### Set problem
Copy the listing below word for word, leaving out the picture.

::::

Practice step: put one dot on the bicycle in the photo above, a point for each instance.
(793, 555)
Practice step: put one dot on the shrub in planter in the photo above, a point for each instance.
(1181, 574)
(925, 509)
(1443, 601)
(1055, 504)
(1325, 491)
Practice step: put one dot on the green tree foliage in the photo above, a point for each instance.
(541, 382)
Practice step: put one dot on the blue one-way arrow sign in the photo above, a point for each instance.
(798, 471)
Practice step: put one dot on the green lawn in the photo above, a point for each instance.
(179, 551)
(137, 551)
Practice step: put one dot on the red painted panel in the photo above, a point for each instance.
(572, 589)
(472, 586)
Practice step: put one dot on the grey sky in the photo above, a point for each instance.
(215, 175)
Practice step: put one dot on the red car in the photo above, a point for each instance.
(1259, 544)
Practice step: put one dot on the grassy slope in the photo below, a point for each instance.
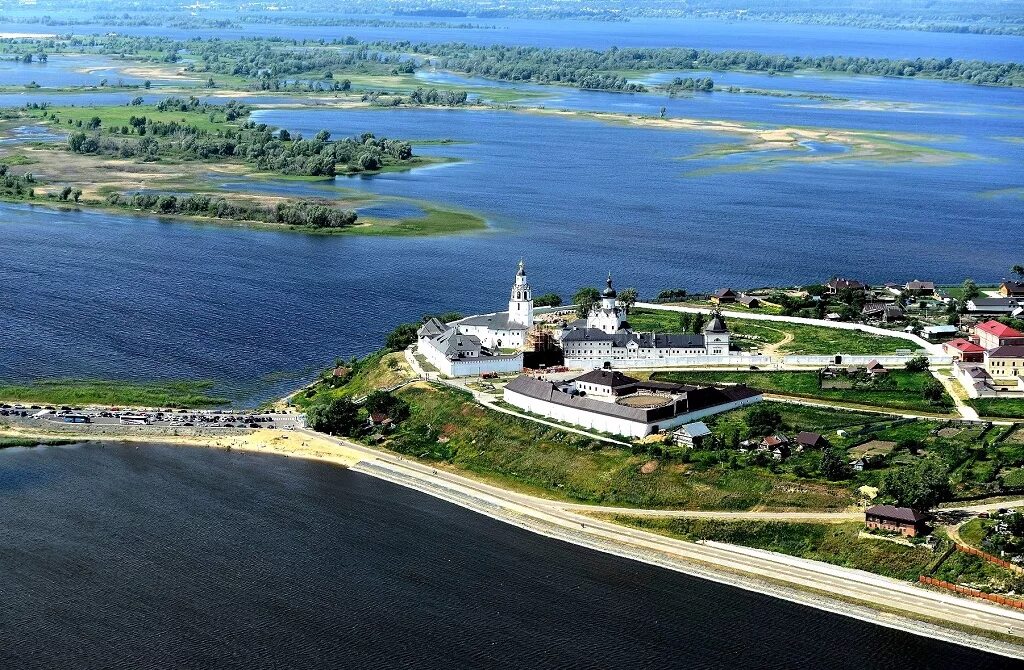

::::

### Correct result
Practice step: put one dot on the bicycle in the photo above, a point for each instance.
(793, 555)
Practice step: put one dot on the shrub in planter in the photo above, a point for each instance.
(1181, 574)
(925, 509)
(1443, 601)
(1055, 504)
(1325, 491)
Practice step: put one dot on the green tree foliage in the photo above, a point for each instance.
(541, 382)
Practice step: put one dot on the blue one-way arrow sign in the photo above, a point for each instance.
(798, 471)
Practice step: put one dot on the green lawn in the photo above, a point for each instance.
(179, 551)
(137, 551)
Practice step: put one dot on the red painted panel in the photo above, a point for each instance.
(572, 589)
(472, 586)
Practice step: put one dot on the grey sky in the photo above, a point for each instance.
(215, 175)
Practice step: put one dot on the red car in the photo above, a point for each instance.
(1259, 544)
Practice step: put one dot on the grassy slope in the photo below, a point for each instance.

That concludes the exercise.